• **Task goal**
Return each line from the entries below that contains the word "grass". Matches must agree in case.

• **Records supplied**

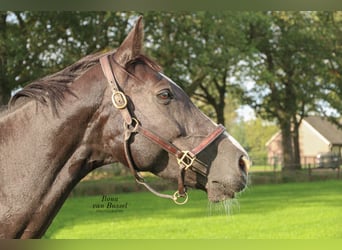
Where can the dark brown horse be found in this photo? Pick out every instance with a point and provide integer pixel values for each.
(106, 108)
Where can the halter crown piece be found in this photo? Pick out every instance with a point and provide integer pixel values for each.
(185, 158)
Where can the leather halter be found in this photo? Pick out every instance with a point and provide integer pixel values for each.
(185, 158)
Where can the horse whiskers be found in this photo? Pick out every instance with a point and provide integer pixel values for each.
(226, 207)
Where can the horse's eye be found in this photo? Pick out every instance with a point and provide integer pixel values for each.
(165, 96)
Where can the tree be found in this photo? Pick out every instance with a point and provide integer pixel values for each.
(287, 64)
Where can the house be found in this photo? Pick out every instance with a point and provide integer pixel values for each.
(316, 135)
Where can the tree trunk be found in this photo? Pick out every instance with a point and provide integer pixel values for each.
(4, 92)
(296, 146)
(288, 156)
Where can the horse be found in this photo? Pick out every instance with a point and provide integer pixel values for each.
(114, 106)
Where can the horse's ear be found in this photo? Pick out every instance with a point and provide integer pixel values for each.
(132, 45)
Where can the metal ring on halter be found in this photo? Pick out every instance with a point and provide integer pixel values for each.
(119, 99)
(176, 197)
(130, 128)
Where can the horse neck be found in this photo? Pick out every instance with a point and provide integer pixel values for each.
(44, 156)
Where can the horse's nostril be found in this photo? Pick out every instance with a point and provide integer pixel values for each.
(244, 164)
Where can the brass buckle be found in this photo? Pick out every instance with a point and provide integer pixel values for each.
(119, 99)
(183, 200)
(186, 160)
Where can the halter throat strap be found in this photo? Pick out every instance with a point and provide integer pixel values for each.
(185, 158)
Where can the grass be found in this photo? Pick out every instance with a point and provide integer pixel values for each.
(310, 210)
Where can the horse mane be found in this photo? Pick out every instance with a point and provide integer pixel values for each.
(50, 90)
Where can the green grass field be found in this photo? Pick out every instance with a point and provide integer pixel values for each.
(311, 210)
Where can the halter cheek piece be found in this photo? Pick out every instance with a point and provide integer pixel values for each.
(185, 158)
...
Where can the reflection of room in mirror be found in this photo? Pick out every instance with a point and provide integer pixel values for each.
---
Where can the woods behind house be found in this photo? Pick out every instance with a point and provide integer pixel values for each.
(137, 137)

• **Solution for this exercise**
Where can the grass be found in this photo? Pick out every instance with a point and provide integer pixel values for each.
Where can the green grass field be found in this photo? Pick out every instance with a point and provide integer pixel values for each.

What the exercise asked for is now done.